___ Records ___
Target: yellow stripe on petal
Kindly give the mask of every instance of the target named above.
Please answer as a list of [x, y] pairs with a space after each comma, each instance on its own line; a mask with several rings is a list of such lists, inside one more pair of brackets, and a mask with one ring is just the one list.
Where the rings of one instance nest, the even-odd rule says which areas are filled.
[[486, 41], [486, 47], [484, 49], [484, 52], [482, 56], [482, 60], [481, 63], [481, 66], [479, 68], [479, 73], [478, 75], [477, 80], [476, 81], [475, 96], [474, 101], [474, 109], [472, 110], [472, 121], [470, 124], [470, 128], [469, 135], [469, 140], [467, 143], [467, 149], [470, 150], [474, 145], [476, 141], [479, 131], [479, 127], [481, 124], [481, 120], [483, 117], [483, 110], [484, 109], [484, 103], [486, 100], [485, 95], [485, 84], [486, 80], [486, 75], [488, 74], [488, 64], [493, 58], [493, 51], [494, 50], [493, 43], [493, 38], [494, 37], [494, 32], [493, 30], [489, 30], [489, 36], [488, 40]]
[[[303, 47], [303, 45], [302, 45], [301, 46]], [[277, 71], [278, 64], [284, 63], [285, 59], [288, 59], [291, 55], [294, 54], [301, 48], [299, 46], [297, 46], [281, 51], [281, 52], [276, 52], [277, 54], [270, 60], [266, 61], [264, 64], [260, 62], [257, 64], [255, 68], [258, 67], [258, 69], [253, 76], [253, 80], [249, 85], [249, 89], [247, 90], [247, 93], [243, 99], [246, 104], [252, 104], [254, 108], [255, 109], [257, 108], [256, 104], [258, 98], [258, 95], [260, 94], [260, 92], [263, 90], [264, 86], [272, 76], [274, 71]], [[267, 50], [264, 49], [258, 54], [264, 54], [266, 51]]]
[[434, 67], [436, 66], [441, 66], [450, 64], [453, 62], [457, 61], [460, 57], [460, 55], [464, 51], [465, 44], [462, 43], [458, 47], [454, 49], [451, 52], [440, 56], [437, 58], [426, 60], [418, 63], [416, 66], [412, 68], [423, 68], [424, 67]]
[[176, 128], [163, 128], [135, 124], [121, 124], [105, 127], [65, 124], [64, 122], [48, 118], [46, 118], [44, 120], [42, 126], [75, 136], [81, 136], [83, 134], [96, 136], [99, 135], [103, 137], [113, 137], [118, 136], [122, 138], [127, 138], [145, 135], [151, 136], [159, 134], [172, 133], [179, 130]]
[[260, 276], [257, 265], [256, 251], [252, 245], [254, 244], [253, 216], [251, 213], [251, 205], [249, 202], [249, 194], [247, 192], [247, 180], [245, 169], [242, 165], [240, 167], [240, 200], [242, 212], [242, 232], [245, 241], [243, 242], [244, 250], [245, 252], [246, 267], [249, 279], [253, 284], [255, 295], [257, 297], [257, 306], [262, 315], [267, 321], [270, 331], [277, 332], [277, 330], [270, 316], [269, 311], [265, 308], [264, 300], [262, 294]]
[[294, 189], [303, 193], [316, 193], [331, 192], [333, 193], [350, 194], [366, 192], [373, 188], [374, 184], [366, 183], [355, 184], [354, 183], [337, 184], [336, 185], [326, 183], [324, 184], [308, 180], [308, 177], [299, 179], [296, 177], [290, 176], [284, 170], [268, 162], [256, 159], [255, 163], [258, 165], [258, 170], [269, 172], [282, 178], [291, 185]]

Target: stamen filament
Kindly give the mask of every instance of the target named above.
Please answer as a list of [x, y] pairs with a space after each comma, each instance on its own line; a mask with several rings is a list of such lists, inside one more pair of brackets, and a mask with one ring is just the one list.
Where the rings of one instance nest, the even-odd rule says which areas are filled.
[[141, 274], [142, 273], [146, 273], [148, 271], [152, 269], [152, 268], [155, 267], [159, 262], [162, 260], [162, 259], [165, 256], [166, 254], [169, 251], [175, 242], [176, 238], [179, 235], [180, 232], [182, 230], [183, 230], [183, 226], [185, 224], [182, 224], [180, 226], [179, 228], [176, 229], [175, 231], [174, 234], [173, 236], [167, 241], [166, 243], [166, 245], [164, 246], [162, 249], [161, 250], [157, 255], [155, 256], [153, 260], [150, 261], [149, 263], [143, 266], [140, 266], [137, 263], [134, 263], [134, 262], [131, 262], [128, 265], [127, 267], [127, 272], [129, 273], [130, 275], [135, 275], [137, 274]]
___
* What is asked
Please copy out the material from the line containing "Target: stamen filament" through the end of the material, both ends included, changing nothing.

* Answer for this exercise
Target: stamen filament
Kindly give the mask of every instance of the target named above.
Please answer as a list of [x, y] pairs with a space after each comma, each instance on its own line; a mask with several rings is a list of such lists, inside one more pair of brackets, and a mask with one ring is just the one list.
Where the rings of one instance nest, the even-odd rule says which areas are filled.
[[141, 274], [142, 273], [146, 273], [148, 271], [152, 269], [152, 268], [155, 267], [159, 262], [162, 260], [162, 259], [165, 256], [166, 254], [169, 251], [175, 242], [176, 238], [179, 235], [180, 232], [182, 230], [183, 230], [183, 226], [185, 224], [182, 224], [180, 226], [179, 228], [176, 229], [175, 231], [174, 234], [173, 236], [167, 241], [166, 243], [166, 245], [164, 246], [162, 249], [161, 250], [157, 255], [155, 256], [153, 260], [150, 261], [149, 263], [143, 266], [140, 266], [137, 263], [134, 263], [134, 262], [131, 262], [128, 265], [127, 267], [127, 272], [129, 273], [130, 275], [135, 275], [137, 274]]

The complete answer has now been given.